## Excerpted text

□ □ □ □

Largest number formed from an array (understanding a solution)

Write a function that, given a list of non-negative integers, arranges them such that they form the largest possible number. For example, given [0, 1, 2, 3], the largest formed number is 3210.
Logic I understand:
We compare two numbers XY (Y appended at the end of X) and YX (X appended at the end of Y). If XY is larger, then X should come before Y in output, else Y should come before. For example, let X and Y be 542 and 60. To compare X and Y, we compare 54260 and 60542. Since 60542 is greater than 54260, we put Y first. I can also write code for this.
What surprises me is this solution:
#include <stdio.h>
#include<stdlib.h>
int swap(const void *c, const void *d) {
int n1 = *(int*)c;
int n2 = *(int*)d;
int a = pow(10, floor(log10(n2)) + 1) * n1 + n2;
int b = pow(10, floor(log10(n1)) + 1) * n2 + n1;
if (n1 == 0) return 1;
if (a < b) return 1;
return 0;
}
int main() {
int t = 0, tc = 0;
scanf("%d", &t);
for(tc = 1; tc <= t; tc++) {
int n;
scanf("%d",&n);
int arr[n];
for (int i = 0; i < n; i++) {
scanf("%d", &arr[i]);
}
qsort(arr, n, sizeof(int), swap);
for (int i = 0; i < n; i++)
printf("%d", arr[i]);
printf("\n");
}
return 0;
}
To my surprise, it passes all the test cases. Can anyone explain to me this logic?
This does exactly what you described:
int a = pow(10, floor(log10(n2)) + 1) * n1 + n2;
int b = pow(10, floor(log10(n1)) + 1) * n2 + n1;
If we're passed in X and Y, then a is XY, and b is YX.
If you're concatenating 2 and 34, you need to multiply 2 by 100 (to get 200) and then add 34 (to get 234). Where did the 100 come from? It's 10 to the power of the number of digits in 34. To get the number of digits, we compute the base-10 logarithm of 34 and round it up.
So:
log10(34) ~= 1.5
floor(log10(34)) == 1
floor(log10(34)) + 1 == 2
10^2 = 100, so now we know what to multiply the first number by before adding the second.
The second line does the same thing with the variables in the opposite order (computing YX concatenated).
Finally, we return 1 if a < b and 0 otherwise. This makes it a working comparator for a sort function:
if (a < b) return 1;
EDIT
I'm not sure what this line is doing:
if (n1 == 0) return 1;
I think it may be protecting us from the result of log10(0). (I'm not sure what that returns... the mathematical result is negative infinity.)
Basically, the result of this in the comparator is "Put n2 first if n1 is 0," which is always right. (I'm just not 100% sure why it's needed.)
Let's say that an array arr[] is the solution to your problem, i.e. its elements are arranged in such a way as to produce the max result M. Therefore, swapping arbitrary array elements i and j cannot yield a result that would be greater than M.
Consider comparing arbitrary indexes i and j in your comparator function swap, and digits surrounding them:
XXXXXXXX IIIIII XXXXXXXXXXXXXXXX JJJJJJ XXXXXXXXX
-------- ------ ---------------- ------ ---------
arr[...] arr[i] arr[...] arr[j] arr[...]
Note that if IIIIII block sorts before JJJJJJ block, it would continue sorting ahead of it regardless of the content of the X blocks. Therefore, comparing individual elements of arr in isolation produces an optimal solution when the entire array is sorted using this comparison.

□ □ □ □

## Data shown
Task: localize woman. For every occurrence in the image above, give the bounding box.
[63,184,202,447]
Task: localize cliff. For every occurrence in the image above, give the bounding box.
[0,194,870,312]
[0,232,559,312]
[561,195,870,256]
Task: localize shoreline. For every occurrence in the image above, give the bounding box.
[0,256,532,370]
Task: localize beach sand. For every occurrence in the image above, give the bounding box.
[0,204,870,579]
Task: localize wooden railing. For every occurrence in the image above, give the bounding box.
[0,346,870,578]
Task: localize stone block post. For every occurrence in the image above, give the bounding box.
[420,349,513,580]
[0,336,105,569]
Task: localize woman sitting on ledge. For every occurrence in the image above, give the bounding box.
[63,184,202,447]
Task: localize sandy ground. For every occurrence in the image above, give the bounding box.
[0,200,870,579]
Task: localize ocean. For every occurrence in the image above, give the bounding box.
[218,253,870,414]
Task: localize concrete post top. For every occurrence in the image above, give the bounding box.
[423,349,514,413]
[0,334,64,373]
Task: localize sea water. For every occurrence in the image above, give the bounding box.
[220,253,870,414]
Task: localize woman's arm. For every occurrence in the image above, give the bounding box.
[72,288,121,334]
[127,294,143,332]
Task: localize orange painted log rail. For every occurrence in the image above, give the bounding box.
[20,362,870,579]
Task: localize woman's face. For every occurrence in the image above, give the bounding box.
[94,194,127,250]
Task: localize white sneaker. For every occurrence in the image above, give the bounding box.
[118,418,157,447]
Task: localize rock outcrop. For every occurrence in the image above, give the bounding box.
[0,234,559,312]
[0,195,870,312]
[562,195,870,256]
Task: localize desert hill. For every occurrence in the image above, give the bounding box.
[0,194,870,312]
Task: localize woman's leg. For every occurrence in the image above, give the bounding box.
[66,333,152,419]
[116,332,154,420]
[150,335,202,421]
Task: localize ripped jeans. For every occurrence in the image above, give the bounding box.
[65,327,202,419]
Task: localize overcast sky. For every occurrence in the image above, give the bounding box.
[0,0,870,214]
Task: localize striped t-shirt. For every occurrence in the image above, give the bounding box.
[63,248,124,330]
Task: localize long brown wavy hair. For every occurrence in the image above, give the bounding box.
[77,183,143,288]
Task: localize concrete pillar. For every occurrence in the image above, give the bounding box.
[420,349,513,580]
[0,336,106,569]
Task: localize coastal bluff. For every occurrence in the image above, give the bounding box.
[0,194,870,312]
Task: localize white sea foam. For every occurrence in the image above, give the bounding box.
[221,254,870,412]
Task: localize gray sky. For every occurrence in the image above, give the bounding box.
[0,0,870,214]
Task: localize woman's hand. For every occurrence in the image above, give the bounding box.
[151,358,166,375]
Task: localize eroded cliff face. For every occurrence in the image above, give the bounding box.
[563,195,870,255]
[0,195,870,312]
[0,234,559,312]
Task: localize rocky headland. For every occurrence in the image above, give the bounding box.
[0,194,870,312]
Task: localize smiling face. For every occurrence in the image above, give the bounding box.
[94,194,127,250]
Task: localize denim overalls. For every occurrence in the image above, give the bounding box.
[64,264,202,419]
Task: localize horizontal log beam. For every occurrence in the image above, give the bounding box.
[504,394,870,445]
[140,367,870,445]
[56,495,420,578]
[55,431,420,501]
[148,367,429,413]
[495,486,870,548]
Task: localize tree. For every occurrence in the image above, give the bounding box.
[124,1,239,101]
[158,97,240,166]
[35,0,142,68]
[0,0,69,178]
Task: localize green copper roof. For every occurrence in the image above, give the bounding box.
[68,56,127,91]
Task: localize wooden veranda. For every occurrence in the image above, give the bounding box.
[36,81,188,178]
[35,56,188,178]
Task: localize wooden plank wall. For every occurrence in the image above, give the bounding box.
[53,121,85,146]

□ □ □ □

## Written problem A
Name every standard library function called in the C code of the thread about forming the largest number from an array.
## Written problem B
Write the next part of the thread about forming the largest number from an array, picking up after its final sentence.

## Exercise result A
pow, floor, log10, scanf, qsort, printf

## Exercise result B
Your comparator implementation performs this logic using "decimal shifting": if you want to add digits of x behind digits of y, you need to decimal-shift y by the number of digits in the x. The number of digits in the x can be determined as log10(x); decimal shifting left by k positions is achieved by multiplying y by 10k.
Note: This line
if (n1 == 0) return 1;
should be at the top, before you call decimal logarithm. There should also be another line
if (n2 == 0) return 0;
to ensure that we do not pass zero to log10.
What has been done in the code is,
Take input the array
Sort it descending order
Output it
The input & output part is easy to understand.
Now the sorting is done using qsort which accepts a compare function. In the code though the function is named swap, it is actually a compare function - which returns 1 when the first element is greater then the second one. Otherwise returns 0. Like is 54 > 45? and is 45>54?
Now, why a descending sort gives the deserved output? Let's see an example:
54 > 45 , This means if the big number is a left position the number is greater. A descending sort keeps the greater number left.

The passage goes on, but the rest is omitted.